To do -
Could you turn the items, from the line containing "Would you kindly mark the black" through the last line of the items, into a numbered list with blank lines left out?

######

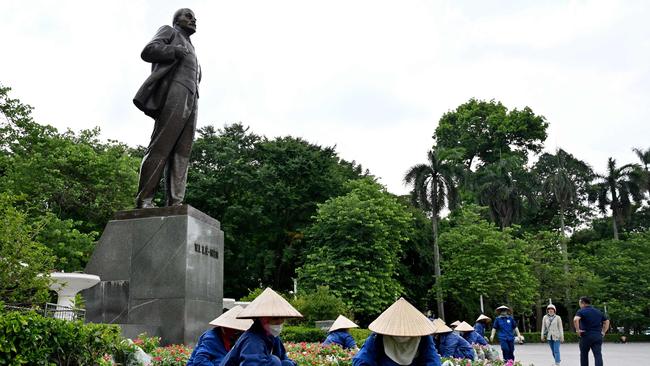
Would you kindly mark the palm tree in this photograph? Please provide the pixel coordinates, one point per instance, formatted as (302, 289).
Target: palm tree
(434, 188)
(616, 191)
(563, 179)
(644, 157)
(501, 186)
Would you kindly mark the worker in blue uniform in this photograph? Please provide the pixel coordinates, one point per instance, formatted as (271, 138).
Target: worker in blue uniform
(214, 344)
(469, 334)
(506, 326)
(260, 345)
(450, 344)
(591, 326)
(401, 336)
(338, 333)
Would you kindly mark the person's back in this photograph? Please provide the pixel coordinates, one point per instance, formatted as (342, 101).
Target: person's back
(453, 345)
(591, 320)
(255, 347)
(373, 354)
(591, 325)
(342, 338)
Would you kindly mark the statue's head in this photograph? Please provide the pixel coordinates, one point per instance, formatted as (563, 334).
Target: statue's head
(185, 19)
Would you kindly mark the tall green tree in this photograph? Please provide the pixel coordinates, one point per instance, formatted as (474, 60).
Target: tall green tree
(355, 245)
(627, 279)
(25, 263)
(486, 130)
(482, 259)
(264, 192)
(504, 187)
(616, 190)
(434, 188)
(565, 182)
(644, 159)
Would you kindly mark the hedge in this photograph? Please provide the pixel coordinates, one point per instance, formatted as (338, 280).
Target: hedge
(299, 334)
(27, 338)
(302, 334)
(572, 337)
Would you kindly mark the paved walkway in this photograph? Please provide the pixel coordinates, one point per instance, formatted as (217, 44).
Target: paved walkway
(614, 354)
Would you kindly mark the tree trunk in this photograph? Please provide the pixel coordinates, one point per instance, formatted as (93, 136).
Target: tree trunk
(565, 258)
(615, 207)
(539, 314)
(436, 259)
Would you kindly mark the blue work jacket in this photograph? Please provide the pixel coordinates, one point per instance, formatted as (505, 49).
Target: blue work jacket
(480, 328)
(372, 353)
(453, 345)
(474, 338)
(505, 326)
(209, 350)
(342, 338)
(255, 348)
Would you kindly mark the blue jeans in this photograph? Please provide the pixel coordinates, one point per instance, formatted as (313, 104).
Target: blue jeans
(508, 349)
(555, 349)
(593, 342)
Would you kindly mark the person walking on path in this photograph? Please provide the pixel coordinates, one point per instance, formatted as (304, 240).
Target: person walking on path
(481, 323)
(553, 331)
(506, 325)
(591, 325)
(339, 333)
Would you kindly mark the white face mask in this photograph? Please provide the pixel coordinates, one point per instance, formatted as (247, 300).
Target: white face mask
(275, 329)
(402, 339)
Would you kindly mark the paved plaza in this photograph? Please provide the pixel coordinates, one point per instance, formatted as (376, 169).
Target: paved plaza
(614, 354)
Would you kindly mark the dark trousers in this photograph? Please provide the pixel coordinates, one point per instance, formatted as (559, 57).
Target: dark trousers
(593, 342)
(508, 349)
(169, 151)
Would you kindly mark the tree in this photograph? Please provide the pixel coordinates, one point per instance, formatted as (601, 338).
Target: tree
(616, 190)
(73, 175)
(644, 158)
(481, 259)
(25, 263)
(264, 192)
(567, 180)
(626, 277)
(434, 189)
(487, 130)
(354, 247)
(503, 187)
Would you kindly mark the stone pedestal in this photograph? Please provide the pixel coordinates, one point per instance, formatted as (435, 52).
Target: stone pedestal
(161, 272)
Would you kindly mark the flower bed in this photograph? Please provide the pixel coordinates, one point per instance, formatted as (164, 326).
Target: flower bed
(307, 354)
(173, 355)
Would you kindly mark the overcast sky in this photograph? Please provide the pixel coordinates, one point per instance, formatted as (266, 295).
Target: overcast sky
(371, 77)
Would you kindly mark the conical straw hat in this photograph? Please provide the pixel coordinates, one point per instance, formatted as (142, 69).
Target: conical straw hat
(438, 322)
(403, 320)
(342, 323)
(442, 328)
(229, 320)
(269, 305)
(464, 327)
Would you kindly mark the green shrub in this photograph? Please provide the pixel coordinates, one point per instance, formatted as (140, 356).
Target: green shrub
(302, 334)
(147, 343)
(321, 304)
(360, 335)
(29, 339)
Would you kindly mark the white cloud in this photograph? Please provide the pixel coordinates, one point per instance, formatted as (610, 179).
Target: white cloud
(372, 77)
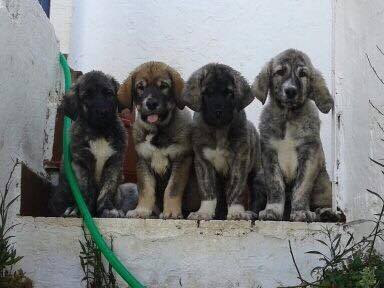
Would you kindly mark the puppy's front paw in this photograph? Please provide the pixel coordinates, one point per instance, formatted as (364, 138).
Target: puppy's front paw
(200, 215)
(171, 214)
(113, 213)
(71, 212)
(303, 216)
(273, 212)
(159, 163)
(139, 212)
(237, 212)
(325, 106)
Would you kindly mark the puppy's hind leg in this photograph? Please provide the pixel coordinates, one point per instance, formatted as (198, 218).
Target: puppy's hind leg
(206, 178)
(110, 180)
(235, 187)
(275, 186)
(307, 172)
(146, 184)
(173, 194)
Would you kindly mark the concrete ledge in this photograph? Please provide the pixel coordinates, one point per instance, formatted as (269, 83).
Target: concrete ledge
(165, 253)
(137, 227)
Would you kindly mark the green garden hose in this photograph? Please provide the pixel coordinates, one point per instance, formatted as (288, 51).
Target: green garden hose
(88, 220)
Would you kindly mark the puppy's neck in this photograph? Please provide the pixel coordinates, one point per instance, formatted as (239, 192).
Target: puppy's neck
(154, 128)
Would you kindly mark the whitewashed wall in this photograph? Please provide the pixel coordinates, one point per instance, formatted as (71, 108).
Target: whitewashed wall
(167, 253)
(29, 85)
(359, 28)
(116, 36)
(61, 19)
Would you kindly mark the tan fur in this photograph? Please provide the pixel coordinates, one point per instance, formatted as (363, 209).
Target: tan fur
(151, 72)
(154, 160)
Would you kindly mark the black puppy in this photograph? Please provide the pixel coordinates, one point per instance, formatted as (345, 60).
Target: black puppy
(98, 143)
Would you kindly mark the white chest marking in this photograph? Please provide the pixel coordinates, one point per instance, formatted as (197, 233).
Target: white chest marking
(219, 158)
(287, 154)
(101, 150)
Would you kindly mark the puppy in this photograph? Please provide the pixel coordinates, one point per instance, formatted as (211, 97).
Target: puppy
(162, 139)
(297, 182)
(98, 142)
(226, 145)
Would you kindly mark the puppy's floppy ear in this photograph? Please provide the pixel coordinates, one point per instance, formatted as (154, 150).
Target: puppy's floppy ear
(115, 84)
(126, 91)
(177, 85)
(261, 85)
(243, 93)
(192, 90)
(70, 102)
(319, 92)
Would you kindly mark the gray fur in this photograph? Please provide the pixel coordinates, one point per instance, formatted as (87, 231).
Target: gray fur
(224, 155)
(293, 160)
(162, 143)
(94, 137)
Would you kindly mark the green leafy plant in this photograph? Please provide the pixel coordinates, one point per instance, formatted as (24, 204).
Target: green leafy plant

######

Complete output -
1. Would you kindly mark the black puppy in this photograph? Please provide the pixel coordinates, one point per instance, formatted as (345, 60).
2. Target: black puppy
3. (98, 143)
4. Would you kindly mark the white chest marking in this photograph? Please provide the pixel coordinates, one point per instance, formatted as (197, 233).
5. Target: white chest marking
6. (219, 158)
7. (287, 154)
8. (101, 150)
9. Would you kindly mark the puppy in this photograph? Please provide the pixel coordinates, one point per instance, formatted as (211, 97).
10. Target: puppy
11. (162, 139)
12. (297, 182)
13. (98, 142)
14. (226, 145)
15. Would you kindly mark the puppy's floppy ear in this photograph? Please provide the pixel coordinates, one point per instance, formatted as (154, 150).
16. Target: puppy's floppy ear
17. (115, 84)
18. (126, 91)
19. (177, 85)
20. (261, 85)
21. (243, 93)
22. (192, 90)
23. (70, 102)
24. (319, 92)
25. Would you kindly mark the gray fur in this photograph? Please provide the pixel coordinates, one point per instance, formatted as (87, 231).
26. Target: gray fur
27. (224, 155)
28. (293, 160)
29. (162, 143)
30. (94, 137)
31. Would you kindly mark the green leafy plant in this photograph? Please provide the pixel coordinates, one point per instance, formatted as (24, 204).
32. Target: green leafy plant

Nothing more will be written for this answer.